▶ WHAT NEEDS TO BE DONE
Could you convert all of the records below into a two-column CSV with the columns "label" and "points", one row per record? Put each record's text and its answer in one quoted field each with line breaks turned into spaces, and leave the pictures out.

:::::

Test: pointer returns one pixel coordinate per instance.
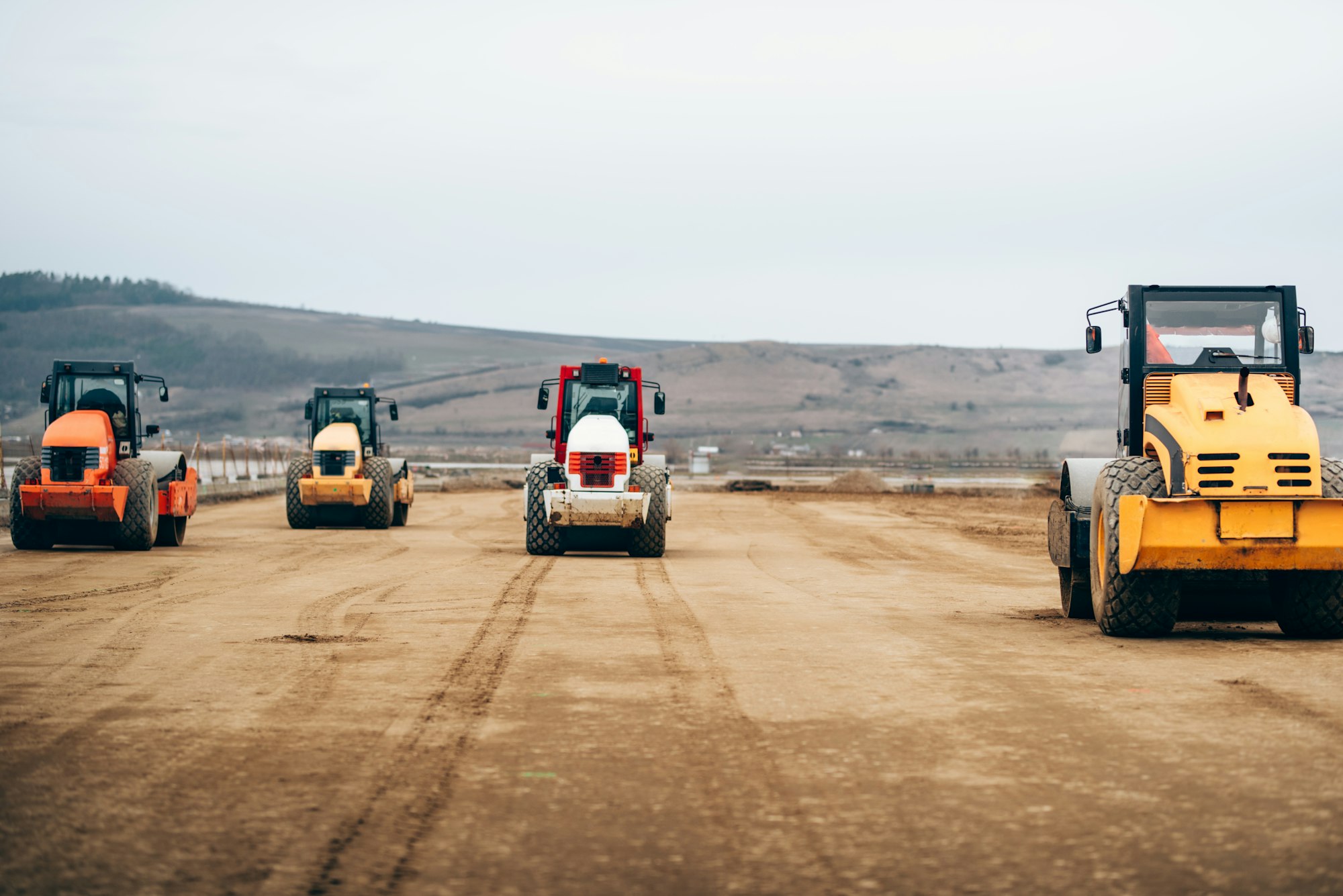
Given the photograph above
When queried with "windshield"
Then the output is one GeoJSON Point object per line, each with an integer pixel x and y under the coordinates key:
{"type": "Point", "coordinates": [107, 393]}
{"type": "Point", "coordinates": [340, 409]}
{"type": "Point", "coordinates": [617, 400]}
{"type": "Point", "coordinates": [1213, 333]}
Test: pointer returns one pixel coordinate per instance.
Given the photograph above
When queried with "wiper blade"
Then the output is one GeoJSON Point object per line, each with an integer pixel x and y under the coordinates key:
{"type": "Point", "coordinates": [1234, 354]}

:::::

▶ RESULT
label,points
"Test: pointer returns one pixel coordinate per instance. Given the photograph above When queried with ""windshield"" Then the output is one GeoJSON Point object per line, each with an integer pixel x and y under the coordinates key:","{""type"": ""Point"", ""coordinates"": [107, 393]} {""type"": ""Point"", ""coordinates"": [340, 409]} {""type"": ""Point"", ""coordinates"": [617, 400]} {""type"": ""Point"", ""coordinates"": [1213, 333]}"
"Test: pointer returns one pixel coordinate per instance. Given the photograph above When queried with ""wiper blade"" Then the output is one GeoJSON Point object per line, each with an integer pixel x and y under the coordinates key:","{""type"": ""Point"", ""coordinates"": [1234, 354]}"